Rewrite the listing below, switching every "marker" to "dot" and leaving everything else unchanged. Leave the pictures out of your answer.

>> BEGIN

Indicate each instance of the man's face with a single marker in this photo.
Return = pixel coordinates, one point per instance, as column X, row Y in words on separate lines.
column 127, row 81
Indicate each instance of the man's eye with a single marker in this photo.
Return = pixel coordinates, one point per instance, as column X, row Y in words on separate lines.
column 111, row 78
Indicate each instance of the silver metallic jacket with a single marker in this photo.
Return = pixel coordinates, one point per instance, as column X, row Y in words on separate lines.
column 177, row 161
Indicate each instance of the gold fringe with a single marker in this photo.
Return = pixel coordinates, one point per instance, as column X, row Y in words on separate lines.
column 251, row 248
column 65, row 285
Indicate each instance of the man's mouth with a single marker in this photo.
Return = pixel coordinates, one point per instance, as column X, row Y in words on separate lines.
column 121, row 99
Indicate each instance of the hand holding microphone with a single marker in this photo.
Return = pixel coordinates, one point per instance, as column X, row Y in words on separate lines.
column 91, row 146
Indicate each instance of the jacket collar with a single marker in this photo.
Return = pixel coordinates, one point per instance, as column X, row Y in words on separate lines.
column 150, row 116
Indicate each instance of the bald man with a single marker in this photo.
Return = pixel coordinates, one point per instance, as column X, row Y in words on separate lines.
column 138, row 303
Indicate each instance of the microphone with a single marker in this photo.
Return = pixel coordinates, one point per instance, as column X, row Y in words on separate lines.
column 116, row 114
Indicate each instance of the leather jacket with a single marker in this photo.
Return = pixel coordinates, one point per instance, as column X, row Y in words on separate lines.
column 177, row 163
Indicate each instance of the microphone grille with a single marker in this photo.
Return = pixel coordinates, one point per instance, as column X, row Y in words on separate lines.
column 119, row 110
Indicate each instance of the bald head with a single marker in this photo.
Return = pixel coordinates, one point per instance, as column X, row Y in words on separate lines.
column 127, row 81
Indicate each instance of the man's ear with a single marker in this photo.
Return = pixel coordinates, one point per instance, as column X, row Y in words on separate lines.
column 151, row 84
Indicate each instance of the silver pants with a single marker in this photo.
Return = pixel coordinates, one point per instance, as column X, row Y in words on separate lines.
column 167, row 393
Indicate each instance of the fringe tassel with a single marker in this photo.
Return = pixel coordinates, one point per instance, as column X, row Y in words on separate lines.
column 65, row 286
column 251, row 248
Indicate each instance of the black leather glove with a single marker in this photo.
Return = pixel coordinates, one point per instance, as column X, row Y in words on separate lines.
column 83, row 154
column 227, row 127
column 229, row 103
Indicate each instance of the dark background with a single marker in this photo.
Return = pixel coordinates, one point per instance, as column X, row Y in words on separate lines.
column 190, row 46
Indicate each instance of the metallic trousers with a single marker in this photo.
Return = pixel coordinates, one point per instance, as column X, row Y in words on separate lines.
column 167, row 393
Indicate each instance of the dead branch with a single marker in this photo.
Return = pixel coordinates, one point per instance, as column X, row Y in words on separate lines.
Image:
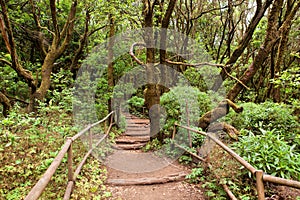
column 5, row 61
column 208, row 64
column 148, row 181
column 230, row 130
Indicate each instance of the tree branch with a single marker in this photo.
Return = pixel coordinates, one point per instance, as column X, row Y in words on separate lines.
column 5, row 62
column 54, row 19
column 208, row 64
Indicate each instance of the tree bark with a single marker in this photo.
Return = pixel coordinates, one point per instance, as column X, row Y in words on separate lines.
column 56, row 49
column 220, row 111
column 110, row 68
column 263, row 52
column 259, row 13
column 283, row 35
column 6, row 104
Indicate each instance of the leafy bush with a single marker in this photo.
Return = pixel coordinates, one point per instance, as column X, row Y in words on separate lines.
column 267, row 116
column 136, row 104
column 175, row 102
column 270, row 153
column 195, row 175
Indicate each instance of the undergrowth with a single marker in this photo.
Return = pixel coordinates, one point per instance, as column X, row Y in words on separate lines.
column 29, row 144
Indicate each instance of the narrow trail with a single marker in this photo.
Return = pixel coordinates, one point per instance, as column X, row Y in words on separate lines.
column 134, row 174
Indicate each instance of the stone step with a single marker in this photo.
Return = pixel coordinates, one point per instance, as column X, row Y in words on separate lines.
column 129, row 146
column 132, row 139
column 137, row 133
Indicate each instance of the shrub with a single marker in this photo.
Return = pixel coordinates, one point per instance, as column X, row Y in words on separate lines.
column 269, row 152
column 175, row 102
column 267, row 116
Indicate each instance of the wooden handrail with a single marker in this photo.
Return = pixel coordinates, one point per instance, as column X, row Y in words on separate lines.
column 260, row 176
column 221, row 144
column 40, row 186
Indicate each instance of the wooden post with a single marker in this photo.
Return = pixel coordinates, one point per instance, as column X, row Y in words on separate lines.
column 90, row 139
column 173, row 137
column 260, row 184
column 188, row 122
column 70, row 159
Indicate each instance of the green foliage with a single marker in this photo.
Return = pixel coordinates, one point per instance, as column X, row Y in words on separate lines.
column 196, row 175
column 267, row 116
column 270, row 153
column 29, row 143
column 289, row 84
column 175, row 102
column 136, row 105
column 155, row 144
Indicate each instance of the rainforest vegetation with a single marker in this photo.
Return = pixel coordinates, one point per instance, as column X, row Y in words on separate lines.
column 229, row 62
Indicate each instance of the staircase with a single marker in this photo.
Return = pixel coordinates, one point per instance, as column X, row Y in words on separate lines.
column 136, row 136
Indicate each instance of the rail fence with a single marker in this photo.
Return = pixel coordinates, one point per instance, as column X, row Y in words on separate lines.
column 39, row 187
column 259, row 174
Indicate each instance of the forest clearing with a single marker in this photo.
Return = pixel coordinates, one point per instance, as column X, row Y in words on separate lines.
column 151, row 99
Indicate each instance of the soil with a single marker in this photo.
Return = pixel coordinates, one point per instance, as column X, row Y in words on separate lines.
column 129, row 163
column 179, row 190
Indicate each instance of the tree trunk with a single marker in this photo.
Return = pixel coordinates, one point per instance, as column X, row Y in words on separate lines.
column 259, row 13
column 6, row 104
column 263, row 52
column 110, row 68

>> END

Full solution:
Indicate each instance of the man's face with a single dot in this photo.
Return = pixel coordinates, one point per instance, as column X, row Y in words on separate lines.
column 127, row 81
Indicate each instance of the man's eye with a single dot in this photo.
Return = pixel coordinates, one point per instance, as column X, row Y in words on separate lines.
column 111, row 78
Indicate each instance of the silver metallic jacket with a single dot in this photo.
Return = pixel coordinates, one point per instance, as column X, row Y in words on separate lines.
column 177, row 161
Indicate each instance of the gold fringe with a single dot in this photo.
Return = pixel coordinates, one point per instance, as column X, row Y in words on separate lines.
column 251, row 248
column 65, row 285
Indicate each instance of the man's mouth with a single dot in this photo.
Return = pixel coordinates, one point per instance, as column X, row Y in words on separate lines.
column 121, row 99
Indicate each instance of the hand holding microphone with a single dot in this photo.
Return = pixel coordinates, one point per instance, as column X, row Y in words on separate lines.
column 91, row 146
Indicate each instance of the jacket collar with a single dot in this photo.
Return = pixel coordinates, one point per instance, as column X, row Y in words on separate lines.
column 150, row 116
Indicate each instance of the bald man with a single dot in this photo.
Return = pixel coordinates, one point per instance, as column X, row Y in words on separate lines.
column 138, row 303
Indicate each instance of the microphone with a single dot in this photo.
Return = pixel coordinates, one point per instance, as column X, row Y in words on separate lines.
column 116, row 114
Indicate each instance of the leather jacket with a single dot in this photo.
Return = pixel coordinates, one point per instance, as column X, row Y in words on separate lines.
column 177, row 163
Indicate each instance of the microphone grille with a single dot in this photo.
Return = pixel coordinates, one point per instance, as column X, row Y in words on separate lines.
column 119, row 110
Indicate each instance of the bald head with a single dot in this photo.
Return = pixel coordinates, one point per instance, as column X, row Y in words on separate lines.
column 127, row 81
Indicate each instance of the man's ear with a single dot in this photo.
Return = pixel coordinates, one point per instance, as column X, row Y in words on separate lines.
column 151, row 84
Indicate each instance of the silver pants with a single dot in this photo.
Return = pixel coordinates, one point per instance, as column X, row Y in words on separate lines.
column 167, row 393
Indicate each instance of the fringe tassel with a single dot in this photo.
Return = pixel coordinates, one point per instance, as column X, row Y in words on separate lines.
column 65, row 286
column 251, row 248
Indicate each instance of the black leather glove with a single dot in this photo.
Return = pixel coordinates, one point per instance, as column X, row Y in words on separate lines.
column 83, row 154
column 227, row 127
column 229, row 103
Indicate each instance of the dark background with a single dot in this photo.
Return = pixel coordinates, one point per instance, as column X, row Y in words on separate lines.
column 190, row 46
Indicate each instance of the metallic trousers with a single dot in this photo.
Return = pixel coordinates, one point per instance, as column X, row Y in words on separate lines.
column 167, row 393
Indicate each instance of the dead branch with a single dot in this photo.
Return = pixel coordinates, one point per instance, as column X, row Y in words on separate lines.
Image:
column 5, row 61
column 208, row 64
column 148, row 181
column 230, row 130
Indicate each instance of the tree branch with a single dot in this photo.
Return = pixel coordinates, one point per instance, as column X, row Y in words on separate lines.
column 5, row 62
column 54, row 19
column 208, row 64
Indicate each instance of the tree bark with a single dot in this photo.
Return = pixel coordinates, one point per instance, as column X, row Y in words on separate lines.
column 56, row 49
column 220, row 111
column 110, row 68
column 263, row 52
column 259, row 13
column 283, row 35
column 6, row 104
Indicate each instance of the leafy bush with a single dot in this photo.
Return = pixel coordinates, one point per instance, as column X, row Y in words on separate lines.
column 267, row 116
column 136, row 104
column 175, row 102
column 270, row 153
column 195, row 175
Indicate each instance of the undergrowth with a single dot in this photo.
Return = pixel coordinates, one point per instance, as column X, row Y in words on separate lines.
column 29, row 144
Indicate each instance of the narrow trail with a single dot in this photo.
Return = pixel coordinates, one point per instance, as column X, row Y in words on separate lines.
column 134, row 174
Indicate each instance of the stone step with a single dot in this photo.
Return = pixel coordinates, one point per instance, as column X, row Y in words on separate lines.
column 129, row 146
column 132, row 139
column 137, row 133
Indicate each instance of the shrub with a single dot in this photo.
Return = pixel coordinates, one point per instance, as column X, row Y in words on separate lines.
column 269, row 152
column 175, row 102
column 267, row 116
Indicate each instance of the wooden handrail with a single dot in this photo.
Return = pixel coordinates, one point per instance, as column X, row Y in words on separate lines.
column 260, row 176
column 221, row 144
column 40, row 186
Indicate each instance of the wooden post with a single dot in this photo.
Return = pixel coordinates, one point per instance, as column X, row Y in words on separate lines.
column 90, row 139
column 173, row 137
column 260, row 184
column 188, row 122
column 70, row 159
Indicate each instance of the green foliage with a single dot in this photo.
Return = pixel coordinates, one point per instance, as column X, row Y in words on separate lines.
column 196, row 175
column 267, row 116
column 270, row 153
column 29, row 143
column 289, row 84
column 175, row 102
column 136, row 105
column 155, row 144
Indicate each instance of the rainforest vegetation with a single dot in this photo.
Return = pixel coordinates, one point per instance, as column X, row Y in words on separate lines.
column 229, row 62
Indicate each instance of the staircase with a single dot in this photo.
Return = pixel coordinates, one point per instance, as column X, row Y in words on separate lines.
column 136, row 136
Indicate each instance of the rail fence with a single dot in this photo.
Return = pixel coordinates, one point per instance, as column X, row Y in words on separate lines.
column 39, row 187
column 259, row 174
Indicate each instance of the forest clearing with a single dot in this photo.
Return = pixel coordinates, one point per instance, as column X, row Y in words on separate lines.
column 151, row 99
Indicate each instance of the soil with a single dot in this photo.
Return = pixel coordinates, one point per instance, as column X, row Y in words on separate lines.
column 129, row 163
column 179, row 190
Indicate each instance of the tree trunk with a single dot in this photo.
Return = pixel coordinates, one point per instance, as column X, row Y in words on separate lines.
column 259, row 13
column 6, row 104
column 263, row 52
column 110, row 68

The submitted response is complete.